**O que fazer**. Repete, palavra por palavra e do princípio ao fim, o texto abaixo sobre as relações entre os Estados Unidos e Israel.

Sim. Se olharmos para o Congresso vemos que existe uma maioria abrangente no aparelho político americano que considera que as relações entre os Estados Unidos e Israel são um valor acrescentado, o que assegura esse apoio. Alexander Haig disse uma vez que no que toca a Israel e às relações com os EUA, elas representam o porta-aviões no âmbito da própria região. A América continua comprometida com o que é conhecido como a Vantagem Militar Qualitativa de Israel no que respeita ao Médio Oriente e penso que eles compreendem e apreciam isso, para não falar do facto de que a tecnologia militar de Israel tem ajudado o exército americano no Iraque, no Afeganistão, e eles compreendem o valor militar tangível. As ligações continuam relativamente às informações militares e essas coisas são boas e muito sólidas. As divergências políticas representam um lado diferente do debate e é isso que está a acontecer, mas no geral a maioria concorda com os valores e um sistema partilhados e entende que isso tem de ser mantido e trabalhado. Não é um dado adquirido o ponto em que nos encontramos hoje no que respeita ao crescimento de novos partidos políticos, de partidos de franja, que são uma espécie de detratores, mas a maioria apoia a ideia da ligação com Israel. Os Estados Unidos foram o primeiro país a reconhecer o governo do Estado de Israel.

[Parte de um ficheiro de dados]
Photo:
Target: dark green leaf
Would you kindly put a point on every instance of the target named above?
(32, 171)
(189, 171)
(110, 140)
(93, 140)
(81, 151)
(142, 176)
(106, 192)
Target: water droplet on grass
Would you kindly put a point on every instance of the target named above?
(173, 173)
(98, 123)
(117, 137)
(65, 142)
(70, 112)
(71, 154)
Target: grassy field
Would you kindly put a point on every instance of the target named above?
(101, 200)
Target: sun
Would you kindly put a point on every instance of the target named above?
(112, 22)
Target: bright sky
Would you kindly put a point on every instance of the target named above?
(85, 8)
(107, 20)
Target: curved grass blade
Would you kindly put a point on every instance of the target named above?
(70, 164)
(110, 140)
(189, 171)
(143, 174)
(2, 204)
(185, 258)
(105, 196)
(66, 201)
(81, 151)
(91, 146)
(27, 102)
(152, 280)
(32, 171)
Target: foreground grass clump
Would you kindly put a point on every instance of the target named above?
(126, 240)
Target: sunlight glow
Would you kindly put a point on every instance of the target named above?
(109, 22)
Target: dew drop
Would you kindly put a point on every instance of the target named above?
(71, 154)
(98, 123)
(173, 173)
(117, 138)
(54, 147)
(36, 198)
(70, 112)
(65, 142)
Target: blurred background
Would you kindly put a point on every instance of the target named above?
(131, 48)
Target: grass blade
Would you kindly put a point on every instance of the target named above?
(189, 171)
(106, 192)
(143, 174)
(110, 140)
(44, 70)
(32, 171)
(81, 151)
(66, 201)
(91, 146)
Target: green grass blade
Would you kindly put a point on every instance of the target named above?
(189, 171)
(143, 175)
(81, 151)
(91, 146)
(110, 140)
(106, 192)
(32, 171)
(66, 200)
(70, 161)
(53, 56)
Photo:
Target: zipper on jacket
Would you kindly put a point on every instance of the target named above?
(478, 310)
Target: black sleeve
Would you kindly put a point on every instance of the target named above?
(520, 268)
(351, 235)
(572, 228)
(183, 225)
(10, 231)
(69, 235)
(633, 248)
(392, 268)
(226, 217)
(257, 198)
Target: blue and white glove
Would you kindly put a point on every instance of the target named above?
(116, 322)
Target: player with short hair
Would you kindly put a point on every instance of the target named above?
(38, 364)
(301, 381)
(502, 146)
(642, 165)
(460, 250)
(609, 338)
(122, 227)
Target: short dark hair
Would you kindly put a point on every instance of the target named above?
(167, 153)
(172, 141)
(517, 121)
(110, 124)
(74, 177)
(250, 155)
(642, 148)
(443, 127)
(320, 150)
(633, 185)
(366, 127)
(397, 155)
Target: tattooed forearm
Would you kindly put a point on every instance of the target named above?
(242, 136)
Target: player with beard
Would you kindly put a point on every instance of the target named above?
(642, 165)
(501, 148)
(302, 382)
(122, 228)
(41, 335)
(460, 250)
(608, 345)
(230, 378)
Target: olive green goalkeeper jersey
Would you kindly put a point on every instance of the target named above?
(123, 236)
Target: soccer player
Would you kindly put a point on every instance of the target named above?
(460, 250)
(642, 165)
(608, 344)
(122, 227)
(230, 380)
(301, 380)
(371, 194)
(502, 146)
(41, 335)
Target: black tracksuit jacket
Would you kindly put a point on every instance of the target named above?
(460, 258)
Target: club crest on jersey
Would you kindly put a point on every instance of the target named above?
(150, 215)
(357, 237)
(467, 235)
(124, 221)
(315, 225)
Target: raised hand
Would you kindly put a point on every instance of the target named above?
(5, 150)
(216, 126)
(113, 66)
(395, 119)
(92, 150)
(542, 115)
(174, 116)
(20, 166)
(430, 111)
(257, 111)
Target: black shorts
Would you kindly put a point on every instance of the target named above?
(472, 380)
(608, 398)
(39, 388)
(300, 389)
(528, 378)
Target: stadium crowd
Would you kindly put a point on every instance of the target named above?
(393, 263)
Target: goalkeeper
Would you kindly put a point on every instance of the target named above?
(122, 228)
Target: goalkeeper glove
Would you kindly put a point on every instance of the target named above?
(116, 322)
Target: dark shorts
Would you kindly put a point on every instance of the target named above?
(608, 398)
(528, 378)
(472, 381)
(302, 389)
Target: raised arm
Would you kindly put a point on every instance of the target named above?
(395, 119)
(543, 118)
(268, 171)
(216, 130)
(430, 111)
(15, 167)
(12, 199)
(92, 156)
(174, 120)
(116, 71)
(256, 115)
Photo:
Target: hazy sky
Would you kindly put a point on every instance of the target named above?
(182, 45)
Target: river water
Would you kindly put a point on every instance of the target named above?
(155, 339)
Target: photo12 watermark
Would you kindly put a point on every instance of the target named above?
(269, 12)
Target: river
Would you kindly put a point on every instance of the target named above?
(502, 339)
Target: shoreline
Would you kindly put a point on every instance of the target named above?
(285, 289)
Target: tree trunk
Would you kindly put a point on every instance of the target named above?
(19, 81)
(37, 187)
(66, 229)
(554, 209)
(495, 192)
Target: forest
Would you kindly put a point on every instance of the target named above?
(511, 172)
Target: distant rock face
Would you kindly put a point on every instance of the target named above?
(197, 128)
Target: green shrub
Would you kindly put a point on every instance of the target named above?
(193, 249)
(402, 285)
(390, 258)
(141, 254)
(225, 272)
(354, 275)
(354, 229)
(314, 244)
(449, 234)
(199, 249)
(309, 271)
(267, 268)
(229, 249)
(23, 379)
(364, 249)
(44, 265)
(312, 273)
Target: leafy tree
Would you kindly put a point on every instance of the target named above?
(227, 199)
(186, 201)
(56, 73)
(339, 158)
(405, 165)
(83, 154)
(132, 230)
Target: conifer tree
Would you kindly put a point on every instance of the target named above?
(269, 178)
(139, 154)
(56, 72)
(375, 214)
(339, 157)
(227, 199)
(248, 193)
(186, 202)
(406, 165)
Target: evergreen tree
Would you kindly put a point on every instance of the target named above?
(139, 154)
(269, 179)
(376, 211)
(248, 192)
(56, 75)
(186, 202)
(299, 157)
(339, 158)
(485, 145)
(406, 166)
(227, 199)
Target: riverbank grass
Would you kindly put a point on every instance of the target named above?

**Resposta**.
Sim. Se olharmos para o Congresso vemos que existe uma maioria abrangente no aparelho político americano que considera que as relações entre os Estados Unidos e Israel são um valor acrescentado, o que assegura esse apoio. Alexander Haig disse uma vez que no que toca a Israel e às relações com os EUA, elas representam o porta-aviões no âmbito da própria região. A América continua comprometida com o que é conhecido como a Vantagem Militar Qualitativa de Israel no que respeita ao Médio Oriente e penso que eles compreendem e apreciam isso, para não falar do facto de que a tecnologia militar de Israel tem ajudado o exército americano no Iraque, no Afeganistão, e eles compreendem o valor militar tangível. As ligações continuam relativamente às informações militares e essas coisas são boas e muito sólidas. As divergências políticas representam um lado diferente do debate e é isso que está a acontecer, mas no geral a maioria concorda com os valores e um sistema partilhados e entende que isso tem de ser mantido e trabalhado. Não é um dado adquirido o ponto em que nos encontramos hoje no que respeita ao crescimento de novos partidos políticos, de partidos de franja, que são uma espécie de detratores, mas a maioria apoia a ideia da ligação com Israel. Os Estados Unidos foram o primeiro país a reconhecer o governo do Estado de Israel.